El día que Rat Girl visitó a Kristin Hersh

Tras un accidente en 1983, Kristin Hersh comenzó a escuchar sonidos dentro de su cabeza. Para exorcizarlos necesitó traducirlos en canciones que no escribe ella, sino que la escriben a ella.

Kristin Hersh
Kristin Hersh, la voz bipolar de Throwing Muses.
16 mar 2018 07:00

Dentro de la liturgia pop, el acto surgido de mentes alucinadas siempre ha tenido un plus para la divinización. De las cábalas lunáticas de Joe Meek a los espasmos lisérgicos de Brian Wilson, el tobogán que funde desapego terrenal y filtro artístico ha proporcionado momentos que desafían la comprensión de lo que siempre debería ser contemplado con celo: el misterio, ese algo inexplicable que deviene en genialidad.

DATOS PROPORCIONADOS:
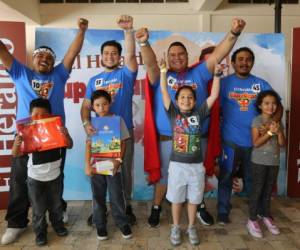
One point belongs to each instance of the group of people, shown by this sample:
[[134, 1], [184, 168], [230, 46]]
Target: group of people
[[181, 108]]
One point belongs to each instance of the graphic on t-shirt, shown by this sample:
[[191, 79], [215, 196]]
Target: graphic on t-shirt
[[186, 135], [42, 88], [111, 88], [243, 99], [174, 84]]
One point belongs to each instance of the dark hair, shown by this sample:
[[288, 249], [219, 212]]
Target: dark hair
[[113, 43], [206, 51], [100, 93], [261, 97], [40, 103], [177, 44], [234, 55], [185, 87]]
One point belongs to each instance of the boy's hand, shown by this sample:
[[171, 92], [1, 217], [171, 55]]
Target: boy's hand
[[83, 24], [88, 170], [18, 140], [162, 64], [89, 129], [125, 22], [142, 35], [117, 165]]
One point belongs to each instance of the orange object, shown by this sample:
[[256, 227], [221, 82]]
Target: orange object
[[41, 134]]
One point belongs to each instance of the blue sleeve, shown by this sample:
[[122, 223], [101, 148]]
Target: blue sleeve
[[62, 72], [89, 90], [18, 70]]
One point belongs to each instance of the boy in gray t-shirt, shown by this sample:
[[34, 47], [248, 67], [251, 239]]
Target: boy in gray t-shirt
[[186, 171]]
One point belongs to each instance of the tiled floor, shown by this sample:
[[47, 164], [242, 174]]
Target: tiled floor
[[233, 236]]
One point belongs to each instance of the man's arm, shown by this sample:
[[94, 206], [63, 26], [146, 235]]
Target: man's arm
[[5, 56], [226, 45], [85, 113], [149, 58], [126, 23], [76, 45]]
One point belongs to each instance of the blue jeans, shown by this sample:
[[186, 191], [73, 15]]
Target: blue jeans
[[236, 161], [100, 184], [45, 195]]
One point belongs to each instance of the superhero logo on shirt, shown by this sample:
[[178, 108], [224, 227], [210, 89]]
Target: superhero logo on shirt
[[112, 88], [256, 87], [41, 88], [243, 99], [186, 135]]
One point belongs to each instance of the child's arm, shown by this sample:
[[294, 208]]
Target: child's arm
[[163, 84], [65, 131], [88, 168], [215, 86], [16, 146]]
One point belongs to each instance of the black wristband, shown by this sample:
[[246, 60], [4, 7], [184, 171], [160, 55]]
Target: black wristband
[[235, 33]]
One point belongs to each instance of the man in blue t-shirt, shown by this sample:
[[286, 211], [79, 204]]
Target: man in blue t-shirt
[[177, 75], [47, 81], [119, 82], [238, 95]]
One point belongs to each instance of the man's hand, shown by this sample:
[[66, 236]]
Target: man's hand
[[237, 25], [125, 22], [142, 35], [83, 24], [89, 129]]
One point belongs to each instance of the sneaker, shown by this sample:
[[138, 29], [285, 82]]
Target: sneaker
[[89, 221], [11, 234], [153, 219], [223, 219], [126, 232], [175, 235], [193, 235], [102, 234], [61, 231], [130, 215], [204, 217], [254, 228], [65, 217], [271, 226], [41, 239]]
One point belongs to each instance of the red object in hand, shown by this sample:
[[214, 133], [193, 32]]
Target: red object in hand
[[41, 134]]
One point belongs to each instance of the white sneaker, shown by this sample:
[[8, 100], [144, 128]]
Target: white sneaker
[[11, 234], [65, 217]]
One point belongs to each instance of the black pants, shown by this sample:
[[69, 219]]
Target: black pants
[[263, 177], [45, 196], [18, 201]]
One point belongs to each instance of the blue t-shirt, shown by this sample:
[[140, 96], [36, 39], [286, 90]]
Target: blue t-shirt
[[197, 77], [238, 97], [120, 84], [31, 85]]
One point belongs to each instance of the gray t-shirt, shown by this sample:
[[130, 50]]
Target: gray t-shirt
[[268, 153], [186, 131]]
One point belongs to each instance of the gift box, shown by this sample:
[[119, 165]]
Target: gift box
[[41, 134]]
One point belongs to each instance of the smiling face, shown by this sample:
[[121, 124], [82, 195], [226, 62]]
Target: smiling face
[[177, 58], [269, 105], [101, 106], [110, 57], [243, 63], [185, 100], [43, 62]]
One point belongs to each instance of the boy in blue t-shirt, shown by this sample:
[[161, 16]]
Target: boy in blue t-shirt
[[44, 180]]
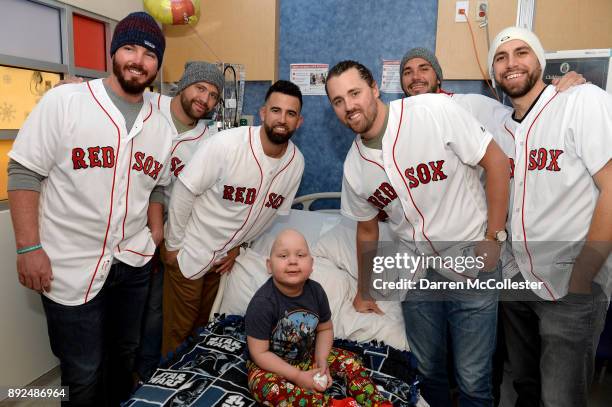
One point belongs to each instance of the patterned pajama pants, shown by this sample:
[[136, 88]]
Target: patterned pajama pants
[[273, 390]]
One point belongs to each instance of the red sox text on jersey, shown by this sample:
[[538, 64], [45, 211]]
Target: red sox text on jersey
[[104, 157], [424, 173], [248, 195], [542, 158]]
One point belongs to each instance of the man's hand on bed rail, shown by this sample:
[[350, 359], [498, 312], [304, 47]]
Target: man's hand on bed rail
[[225, 264], [366, 305]]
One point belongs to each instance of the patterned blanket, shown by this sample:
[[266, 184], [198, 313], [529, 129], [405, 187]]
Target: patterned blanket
[[210, 371]]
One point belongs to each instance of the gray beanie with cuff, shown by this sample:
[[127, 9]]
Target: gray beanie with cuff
[[426, 55], [199, 71]]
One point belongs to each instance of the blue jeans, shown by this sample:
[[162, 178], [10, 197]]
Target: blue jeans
[[469, 319], [552, 345], [96, 342], [149, 353]]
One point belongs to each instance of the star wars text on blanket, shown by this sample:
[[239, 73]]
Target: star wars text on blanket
[[211, 371]]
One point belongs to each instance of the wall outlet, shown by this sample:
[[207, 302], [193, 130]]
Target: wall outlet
[[461, 11], [482, 10]]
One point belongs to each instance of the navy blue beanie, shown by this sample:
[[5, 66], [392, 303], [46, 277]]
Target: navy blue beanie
[[139, 28]]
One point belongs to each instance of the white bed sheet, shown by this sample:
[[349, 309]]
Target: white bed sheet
[[249, 273]]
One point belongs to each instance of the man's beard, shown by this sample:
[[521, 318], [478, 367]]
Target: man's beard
[[189, 111], [366, 122], [132, 87], [276, 138], [432, 89], [520, 90]]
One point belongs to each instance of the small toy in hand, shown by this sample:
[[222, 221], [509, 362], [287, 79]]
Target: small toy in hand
[[320, 380]]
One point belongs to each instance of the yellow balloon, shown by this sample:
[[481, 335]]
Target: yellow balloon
[[174, 12]]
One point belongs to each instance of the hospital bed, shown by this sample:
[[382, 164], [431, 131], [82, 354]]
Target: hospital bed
[[331, 238], [210, 368]]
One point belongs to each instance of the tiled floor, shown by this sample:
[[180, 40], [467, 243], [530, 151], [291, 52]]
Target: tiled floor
[[601, 393]]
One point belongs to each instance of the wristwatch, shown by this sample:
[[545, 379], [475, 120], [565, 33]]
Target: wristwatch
[[499, 236]]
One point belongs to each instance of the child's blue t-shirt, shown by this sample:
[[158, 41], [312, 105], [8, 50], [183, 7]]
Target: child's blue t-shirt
[[289, 323]]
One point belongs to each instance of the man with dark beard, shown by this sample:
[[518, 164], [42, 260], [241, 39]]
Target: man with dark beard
[[236, 183], [416, 160], [88, 163], [198, 93], [561, 217]]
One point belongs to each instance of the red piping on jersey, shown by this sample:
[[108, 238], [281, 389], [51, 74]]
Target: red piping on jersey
[[381, 167], [509, 131], [140, 254], [525, 191], [127, 194], [150, 112], [410, 193], [368, 160], [189, 139], [112, 192], [251, 206], [268, 190]]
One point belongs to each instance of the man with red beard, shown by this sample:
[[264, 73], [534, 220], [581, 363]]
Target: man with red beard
[[88, 163], [236, 183], [198, 93], [416, 159], [561, 217]]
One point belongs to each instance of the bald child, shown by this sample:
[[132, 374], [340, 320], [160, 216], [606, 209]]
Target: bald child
[[290, 334]]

ENUNCIADO:
Reescribe la parte del texto sobre Kristin Hersh que empieza con las palabras "16 mar 2018" y termina con "deviene en genialidad.", reemplazando "tobogán" por "puente". Las líneas no guardan ninguna relación con el texto.

RESPUESTA:
16 mar 2018 07:00

Dentro de la liturgia pop, el acto surgido de mentes alucinadas siempre ha tenido un plus para la divinización. De las cábalas lunáticas de Joe Meek a los espasmos lisérgicos de Brian Wilson, el puente que funde desapego terrenal y filtro artístico ha proporcionado momentos que desafían la comprensión de lo que siempre debería ser contemplado con celo: el misterio, ese algo inexplicable que deviene en genialidad.